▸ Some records
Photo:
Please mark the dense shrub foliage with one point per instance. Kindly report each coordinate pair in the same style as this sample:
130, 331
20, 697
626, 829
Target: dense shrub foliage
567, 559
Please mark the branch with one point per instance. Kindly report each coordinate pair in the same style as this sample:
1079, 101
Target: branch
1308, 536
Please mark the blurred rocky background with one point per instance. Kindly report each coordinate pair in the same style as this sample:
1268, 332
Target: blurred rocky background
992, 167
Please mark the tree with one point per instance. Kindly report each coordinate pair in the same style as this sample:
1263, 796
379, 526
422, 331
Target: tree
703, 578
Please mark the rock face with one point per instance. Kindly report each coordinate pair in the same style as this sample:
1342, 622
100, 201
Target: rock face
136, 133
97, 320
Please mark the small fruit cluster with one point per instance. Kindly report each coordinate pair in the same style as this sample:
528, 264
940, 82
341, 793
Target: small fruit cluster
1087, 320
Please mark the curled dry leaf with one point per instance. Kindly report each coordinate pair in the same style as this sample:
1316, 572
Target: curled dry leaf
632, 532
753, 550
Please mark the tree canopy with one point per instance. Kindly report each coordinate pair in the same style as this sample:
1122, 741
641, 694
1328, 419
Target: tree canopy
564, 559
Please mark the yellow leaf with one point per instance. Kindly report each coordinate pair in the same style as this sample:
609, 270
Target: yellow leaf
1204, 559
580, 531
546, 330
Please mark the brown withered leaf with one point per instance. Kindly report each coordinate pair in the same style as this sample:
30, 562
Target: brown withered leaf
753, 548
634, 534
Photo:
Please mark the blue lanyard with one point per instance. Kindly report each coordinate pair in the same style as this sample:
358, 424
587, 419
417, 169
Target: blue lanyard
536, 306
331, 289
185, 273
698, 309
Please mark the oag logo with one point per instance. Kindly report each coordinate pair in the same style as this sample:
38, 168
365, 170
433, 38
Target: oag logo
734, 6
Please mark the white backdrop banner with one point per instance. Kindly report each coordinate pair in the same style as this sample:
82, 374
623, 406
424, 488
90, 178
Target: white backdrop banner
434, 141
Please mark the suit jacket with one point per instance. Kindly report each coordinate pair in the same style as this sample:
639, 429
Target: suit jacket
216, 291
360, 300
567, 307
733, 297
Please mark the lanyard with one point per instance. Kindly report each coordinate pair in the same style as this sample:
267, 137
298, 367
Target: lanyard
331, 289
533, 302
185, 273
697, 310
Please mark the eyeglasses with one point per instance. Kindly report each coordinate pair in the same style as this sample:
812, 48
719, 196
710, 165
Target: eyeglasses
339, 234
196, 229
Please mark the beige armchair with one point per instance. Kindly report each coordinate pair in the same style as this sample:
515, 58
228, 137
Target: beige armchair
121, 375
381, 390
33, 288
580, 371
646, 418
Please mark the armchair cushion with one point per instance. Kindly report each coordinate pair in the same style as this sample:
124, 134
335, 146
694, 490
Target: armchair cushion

▸ WRITTEN REQUEST
Repeat all entries. Match them exactly.

▸ COMPLETED EXERCISE
Photo:
Please mark the dense shrub foliage with one point per instance. Kindly report each coordinate pair in the same style as this sample:
130, 331
20, 697
626, 829
Target: dense shrub foliage
567, 559
Please mark the branch with one point per instance. Kindly report each coordinate pair in the same style as this sample:
1079, 101
Target: branch
1308, 536
Please mark the blurred rocky background with one point per instance. Kindly report each coordinate pair in the same style as this sample:
1268, 332
Target: blurred rocky background
992, 167
Please mark the tree with one point per instance. Kindly report each coordinate pair in the same style as this sample:
1263, 796
379, 526
422, 331
Target: tree
703, 578
Please mark the rock face with one point per instance. Kindly report each coordinate pair in the same style as this sample:
1342, 622
100, 201
Target: rock face
136, 133
97, 320
Please mark the small fruit cluster with one point per instance. Kindly report each coordinate pair in the same style as this sample:
528, 264
940, 82
341, 793
Target: small fruit cluster
1087, 320
Please mark the curled dry leaf with one point per instance. Kindly report each coordinate pair in the same style as this sample:
1316, 572
Target: curled dry leaf
632, 532
753, 550
Please mark the tree canopy with one point per instance. Kindly report each coordinate pair in the same style as this sample:
1122, 741
641, 694
1328, 419
Target: tree canopy
564, 559
Please mark the yellow leaf with one point per instance. Kindly report each coordinate pair in the same style as this sample:
609, 270
Target: yellow leaf
1204, 559
580, 531
546, 330
Please mark the brown withered leaf with one point per instance. Kindly report each coordinate pair in the same style as this sample:
30, 562
Target: brown withered leaf
753, 548
634, 534
Photo:
Please mark the blue lanyard with one point per instance. Kindly report each coordinate pair in the same style as this sample:
358, 424
587, 419
417, 169
Target: blue lanyard
536, 306
331, 289
185, 273
698, 309
Please mark the oag logo with one point per instance. Kindly report each coordinate pair in the same style as this sample:
38, 168
365, 170
433, 38
Target: oag logo
734, 6
Please mark the white backdrop banner with one point per instance. Kindly report each coordinate pair in the same style as this sample:
82, 374
623, 406
424, 488
90, 178
Target: white backdrop banner
434, 141
Please mark the suit jacket with one point per instance. Kindly report each coordinate pair in the same style as this sample:
639, 429
Target: suit jacket
216, 291
360, 300
567, 307
733, 297
Please mark the lanyard with one point per instance. Kindly report each coordinate pair in the same style as this sample:
267, 137
298, 367
Target: lanyard
331, 289
533, 302
185, 273
697, 310
Please mark the eyeglasses with one point per instance. Kindly report each coordinate pair in the same style as this sample:
812, 48
719, 196
710, 165
Target: eyeglasses
339, 234
196, 229
Please mark the beige armchair with one point per instance. Kindly report each coordinate pair in the same style as this sample:
515, 58
228, 137
Target: beige armchair
121, 375
381, 390
33, 288
580, 371
646, 418
Please mark the armchair cushion with one point per instance. Kindly report each coordinate pair in the same style as this sample:
124, 134
335, 146
694, 490
Target: armchair cushion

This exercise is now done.